- The request
Set out part of the material below as a JSON list of strings, one string per line and with blank lines omitted: begin at the line that contains "Question. Give the pixel coordinates of a point on the weathered" and stop after the line that contains "x=139, y=569".

- Material for the task
=-=-=

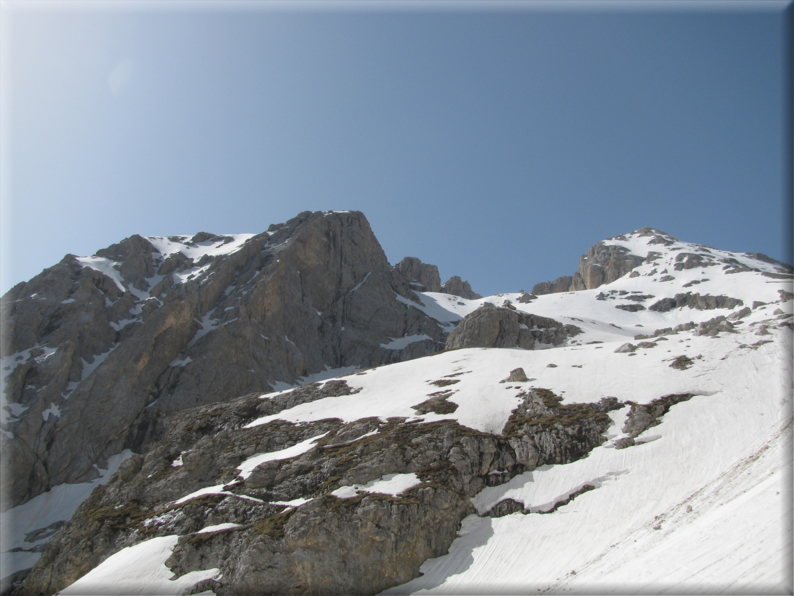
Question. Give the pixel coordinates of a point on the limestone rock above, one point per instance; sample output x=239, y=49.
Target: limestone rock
x=496, y=327
x=115, y=349
x=602, y=264
x=457, y=287
x=424, y=276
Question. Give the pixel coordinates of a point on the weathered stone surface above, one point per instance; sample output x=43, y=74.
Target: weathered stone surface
x=314, y=293
x=630, y=307
x=363, y=544
x=457, y=287
x=526, y=298
x=696, y=301
x=644, y=416
x=603, y=263
x=496, y=327
x=423, y=277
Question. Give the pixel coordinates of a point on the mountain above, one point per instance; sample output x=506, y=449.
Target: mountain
x=629, y=431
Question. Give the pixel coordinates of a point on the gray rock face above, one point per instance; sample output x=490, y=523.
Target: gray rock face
x=109, y=356
x=355, y=545
x=457, y=287
x=423, y=277
x=696, y=301
x=496, y=327
x=641, y=417
x=602, y=264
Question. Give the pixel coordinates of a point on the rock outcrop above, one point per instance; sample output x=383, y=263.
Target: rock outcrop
x=327, y=541
x=499, y=327
x=457, y=287
x=421, y=276
x=603, y=263
x=100, y=348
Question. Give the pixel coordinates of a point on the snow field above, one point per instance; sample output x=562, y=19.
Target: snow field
x=57, y=504
x=139, y=569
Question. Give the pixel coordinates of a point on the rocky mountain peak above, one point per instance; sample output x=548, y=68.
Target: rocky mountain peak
x=99, y=348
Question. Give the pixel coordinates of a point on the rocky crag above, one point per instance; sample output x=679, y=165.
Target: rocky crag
x=332, y=543
x=98, y=350
x=608, y=261
x=351, y=485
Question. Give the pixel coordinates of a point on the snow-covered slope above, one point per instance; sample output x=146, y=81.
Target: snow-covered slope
x=698, y=503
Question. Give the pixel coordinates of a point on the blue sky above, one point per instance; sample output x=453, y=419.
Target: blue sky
x=498, y=141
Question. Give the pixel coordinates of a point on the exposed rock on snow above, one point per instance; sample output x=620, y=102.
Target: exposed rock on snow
x=239, y=313
x=420, y=274
x=457, y=287
x=496, y=327
x=431, y=473
x=696, y=301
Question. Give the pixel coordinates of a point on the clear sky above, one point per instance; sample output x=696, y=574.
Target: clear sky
x=498, y=141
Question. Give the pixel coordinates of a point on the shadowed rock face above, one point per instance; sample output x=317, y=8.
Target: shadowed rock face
x=96, y=362
x=354, y=545
x=601, y=264
x=497, y=327
x=422, y=276
x=457, y=287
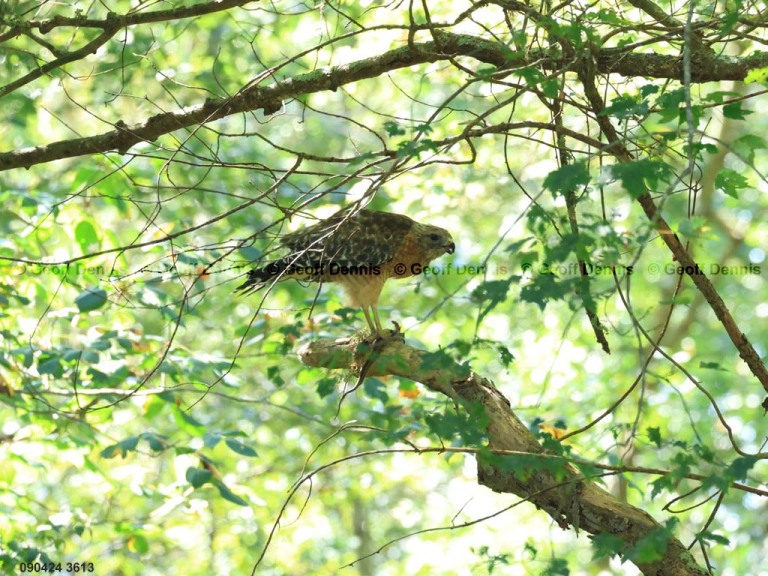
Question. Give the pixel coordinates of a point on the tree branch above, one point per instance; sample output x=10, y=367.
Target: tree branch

=-=-=

- Expected answer
[
  "Question. Give the pixel coordinates of a point on the weathered stone surface above, one point per instance; sample output x=43, y=74.",
  "Target: weathered stone surface",
  "x=314, y=293",
  "x=630, y=307",
  "x=363, y=544",
  "x=457, y=287",
  "x=526, y=298",
  "x=696, y=301",
  "x=644, y=416",
  "x=603, y=263",
  "x=496, y=327",
  "x=423, y=277",
  "Question. Give the pixel coordinates of a point on the mountain above, one point per instance; sample output x=506, y=449.",
  "Target: mountain",
  "x=629, y=431",
  "Question. Give the pixel coordinates of a point on the gray rock face above, one point per instance; sample output x=490, y=523.",
  "Target: gray rock face",
  "x=109, y=356",
  "x=355, y=545",
  "x=457, y=287",
  "x=423, y=277",
  "x=696, y=301",
  "x=496, y=327",
  "x=641, y=417",
  "x=602, y=264",
  "Question. Give the pixel coordinates of a point on the rock outcrop above, one point per instance; sample output x=383, y=263.",
  "Target: rock outcrop",
  "x=327, y=541",
  "x=499, y=327",
  "x=457, y=287",
  "x=421, y=276",
  "x=603, y=263",
  "x=100, y=348",
  "Question. Give the pixel coordinates of a point on the snow field above, one point per instance; sample output x=562, y=19.",
  "Target: snow field",
  "x=57, y=504",
  "x=139, y=569"
]